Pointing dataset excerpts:
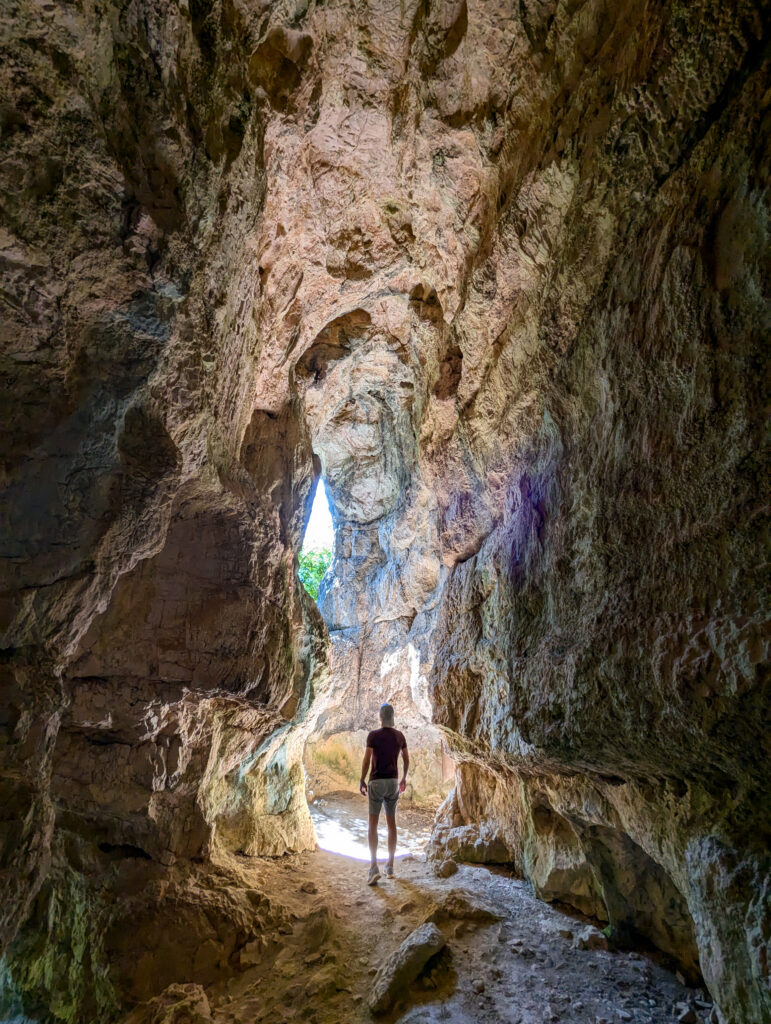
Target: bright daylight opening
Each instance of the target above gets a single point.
(338, 811)
(318, 543)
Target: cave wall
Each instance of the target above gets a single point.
(157, 644)
(504, 268)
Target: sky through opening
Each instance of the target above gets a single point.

To be done:
Can you express every line of the data above as a JSON list of strings, one string per line, with blank lines skipped and the pictures left out?

Solution for this task:
[
  "Target: bright daylight opening",
  "Each instance of the target above gets a single point.",
  "(338, 811)",
  "(318, 543)",
  "Target: cave wall",
  "Each instance of the target above gets a single point.",
  "(157, 644)",
  "(504, 268)",
  "Target: sky through opening",
  "Each instance of the target above gets a single point."
]